# Exercise instructions
In the text below about the Paterson surgery scandal, list every person who is named.

# Text block
══════
Jade Edginton, who was a teenager when Paterson misled her into having unnecessary surgery to remove lumps from her breasts, said: “When you’re 16 sitting in a big room with some big high-flying surgeon who says we need to get it out, you just go ‘yeah, we do need to get it out’.”
A critical report had accused NHS bosses of “secrecy and containment” over concerns first raised in 2003.
The NHS has already paid out almost £18 million after settling more than 250 civil claims, but lawyers estimated the total number of victims was likely to exceed 1,000.
One patients’ group described the scale of his offending as “Shipmanesque” – a reference to Dr Harold Shipman, the GP who is believed to have murdered more than 200 elderly patients before being caught.
The scandal raises questions over the NHS’s ability to detect rogue surgeons in the system as well as its failure to share concerns with the private hospitals where Paterson also worked.
The charges – which Paterson denied – concerned his work between 1997 and 2011 at Spire Healthcare’s Parkway and Little Aston private hospitals in the West Midlands.
Det Chief Supt Mark Payne said at the conclusion of the seven-week trial: “Paterson was a controlling bully, who played God with people’s lives so he could live a luxurious lifestyle.”
══════
# Data to examine
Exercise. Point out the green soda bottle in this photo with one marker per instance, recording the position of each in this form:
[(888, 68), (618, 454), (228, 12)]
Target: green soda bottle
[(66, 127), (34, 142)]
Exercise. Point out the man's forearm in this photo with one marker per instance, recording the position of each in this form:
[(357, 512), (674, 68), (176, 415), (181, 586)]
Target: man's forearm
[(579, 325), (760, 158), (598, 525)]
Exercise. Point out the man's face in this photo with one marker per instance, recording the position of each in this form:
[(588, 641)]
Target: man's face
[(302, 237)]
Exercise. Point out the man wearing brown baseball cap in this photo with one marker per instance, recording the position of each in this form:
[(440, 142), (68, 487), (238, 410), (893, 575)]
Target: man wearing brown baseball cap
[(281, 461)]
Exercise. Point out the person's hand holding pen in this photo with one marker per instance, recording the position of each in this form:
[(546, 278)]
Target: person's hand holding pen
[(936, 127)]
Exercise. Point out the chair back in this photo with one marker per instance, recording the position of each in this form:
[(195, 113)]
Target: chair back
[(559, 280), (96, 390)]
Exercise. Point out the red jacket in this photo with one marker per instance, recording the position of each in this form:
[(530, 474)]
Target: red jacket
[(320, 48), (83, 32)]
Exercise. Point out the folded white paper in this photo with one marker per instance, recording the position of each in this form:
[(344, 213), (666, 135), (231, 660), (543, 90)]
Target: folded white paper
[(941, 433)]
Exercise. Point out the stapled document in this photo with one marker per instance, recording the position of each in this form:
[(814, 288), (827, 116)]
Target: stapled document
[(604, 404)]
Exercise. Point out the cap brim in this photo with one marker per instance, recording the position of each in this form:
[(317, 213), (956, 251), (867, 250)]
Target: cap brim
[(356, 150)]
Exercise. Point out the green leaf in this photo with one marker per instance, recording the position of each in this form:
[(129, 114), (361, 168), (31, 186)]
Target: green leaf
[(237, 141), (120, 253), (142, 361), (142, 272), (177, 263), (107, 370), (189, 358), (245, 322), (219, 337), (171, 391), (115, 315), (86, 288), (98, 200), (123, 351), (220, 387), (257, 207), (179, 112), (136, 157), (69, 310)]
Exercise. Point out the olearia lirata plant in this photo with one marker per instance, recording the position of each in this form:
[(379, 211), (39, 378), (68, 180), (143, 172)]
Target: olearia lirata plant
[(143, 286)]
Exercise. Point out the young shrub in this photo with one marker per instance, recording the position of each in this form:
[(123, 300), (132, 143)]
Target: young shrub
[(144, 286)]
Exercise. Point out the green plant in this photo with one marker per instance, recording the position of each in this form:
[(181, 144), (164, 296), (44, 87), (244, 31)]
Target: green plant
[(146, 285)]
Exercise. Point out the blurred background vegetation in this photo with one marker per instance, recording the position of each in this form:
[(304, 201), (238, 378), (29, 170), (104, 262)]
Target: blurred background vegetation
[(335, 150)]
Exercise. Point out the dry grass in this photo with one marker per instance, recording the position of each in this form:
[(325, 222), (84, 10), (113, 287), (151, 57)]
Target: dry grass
══════
# Result
- Jade Edginton
- Paterson
- Dr Harold Shipman
- Det Chief Supt Mark Payne